Instructions –
a) In the article on declining bird populations, where can the corncrake now be found?
b) Pick up the article on declining bird populations after its final sentence and carry it forward.
(Beginning of Document segment)
This picture of decline underlies a more pressing conservation crisis, with 11 per cent of species now facing imminent extinction. Both issues were highlighted this week by Birdlife International, a global bird protection organisation, at a conference in Rosenheim, Germany.
Christoph Imboden, director general of the organisation, said 1,111 species were on his threatened list. The fall in bird populations was a strong indicator of pressure on all plant and animal species, and the latest figures should serve as a warning of the destructive impact of mankind's behaviour on global biodiversity, he said.
Birdlife International, of which the Royal Society for the Protection of Birds is a partner, said analysis of all species in Europe had found that in the past 20 years, 38 per cent, including those thought to be widespread such as skylarks and tree sparrows, have declined. 'In a quarter of these, the decline is noticeable in more than 50 per cent of the populations,' Mr Imboden said.
The tree sparrow has suffered an 80 per cent drop in numbers in the past 20 years. 'We tend to focus on the ones already threatened, but this is another dimension to the loss,' he said. Full details will be published in a report by the organisation due out in November.
The biggest threat is the increase in human population and the loss of natural habitats this brings with it. Mr Imboden said that in Europe, it is a question of changing land use and agricultural practices with more intensive farming in some areas and more land set aside in others. This increases the chances for some species, but threatens far more.
The only British native bird on the list is the corncrake. Modern farming methods have reduced pairs from more than 2,500 to just 479 in the past 25 years. It can now only be found in the remote crofting communities of the Outer Hebrides.
Wading birds are also at risk. The black-tailed godwit and the redshank have been hit badly. The RSPB wants the Government to use some set-aside land to create new habitats for such birds.
(End of Document segment)
(Beginning of Given records)
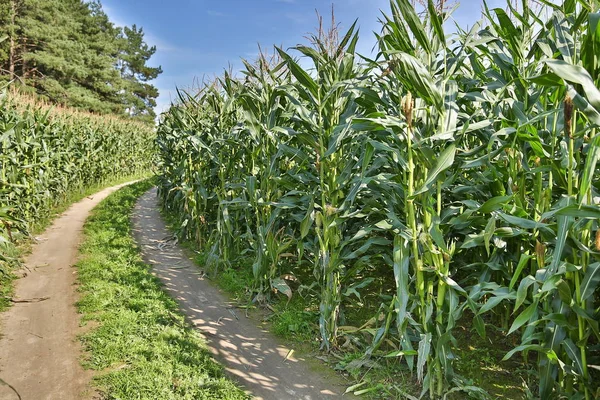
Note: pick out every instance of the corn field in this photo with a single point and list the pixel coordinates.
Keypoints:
(49, 154)
(455, 175)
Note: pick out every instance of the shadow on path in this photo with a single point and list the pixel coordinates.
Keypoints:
(251, 355)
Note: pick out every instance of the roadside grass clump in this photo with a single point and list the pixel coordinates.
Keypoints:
(449, 183)
(141, 345)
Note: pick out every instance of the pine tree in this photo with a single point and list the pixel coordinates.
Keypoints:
(71, 53)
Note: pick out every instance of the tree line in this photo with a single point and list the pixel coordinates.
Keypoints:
(69, 52)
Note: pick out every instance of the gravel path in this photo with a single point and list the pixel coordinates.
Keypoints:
(39, 350)
(251, 355)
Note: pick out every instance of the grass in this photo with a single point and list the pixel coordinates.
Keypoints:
(139, 342)
(24, 243)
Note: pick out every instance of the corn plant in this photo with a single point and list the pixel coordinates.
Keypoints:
(457, 169)
(48, 154)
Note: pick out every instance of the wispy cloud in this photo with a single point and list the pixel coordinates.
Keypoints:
(214, 13)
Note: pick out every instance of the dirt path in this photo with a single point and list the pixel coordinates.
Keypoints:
(251, 355)
(39, 353)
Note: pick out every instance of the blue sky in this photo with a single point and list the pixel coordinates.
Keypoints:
(200, 38)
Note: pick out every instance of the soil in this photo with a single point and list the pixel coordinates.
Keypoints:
(39, 350)
(251, 355)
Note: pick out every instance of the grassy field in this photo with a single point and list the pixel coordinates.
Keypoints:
(24, 242)
(139, 343)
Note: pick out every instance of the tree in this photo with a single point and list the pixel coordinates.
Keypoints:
(71, 53)
(140, 96)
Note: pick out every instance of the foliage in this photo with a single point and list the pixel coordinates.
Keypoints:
(460, 167)
(70, 53)
(47, 154)
(142, 345)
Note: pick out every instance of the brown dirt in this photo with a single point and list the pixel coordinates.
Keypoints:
(252, 356)
(39, 351)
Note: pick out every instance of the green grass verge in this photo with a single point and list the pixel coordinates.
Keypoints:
(141, 345)
(16, 252)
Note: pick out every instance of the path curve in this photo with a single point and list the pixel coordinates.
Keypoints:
(End of Given records)
Expected results –
a) Only in the remote crofting communities of the Outer Hebrides.

b)
More than 100 species could disappear within five years. These include some types of parrot, cranes, eagles, ibis and seabirds such as the Galapagos penguin.
The world's most endangered bird of all is the Spix's macaw. There is believed to be only one surviving in its natural habitat - riverside forests in Brazil. Also threatened is its cousin, the hyacinth macaw, the largest of all parrots. There are only 1,500 pairs in existence in the Brazilian rainforests.
Another parrot, the flightless kakapo found in New Zealand, has been preyed on by cats and there are thought to be only 50 left. In Thailand, Gurney's pitta has declined as a result of deforestation and trapping, and only about 30 are thought to remain.
That the persistent decline should be so widespread is a strong biological indicator of pressure on other plant and animal species, the conference was told.
'These figures are important not just to the bird conservation community, but to the conservation community in general. Birds are representative of what is happening to all animal species,' Mr Imboden said. He estimates that from his study of birds, up to 10 million plant and animal species could be under threat globally.
'We have found that in areas of greatest accumulation of unique bird species there is a high degree of cogruence with unique representatives of plant and animal species in general,' he said.
At least half of the globally threatened species inhabit tropical forests.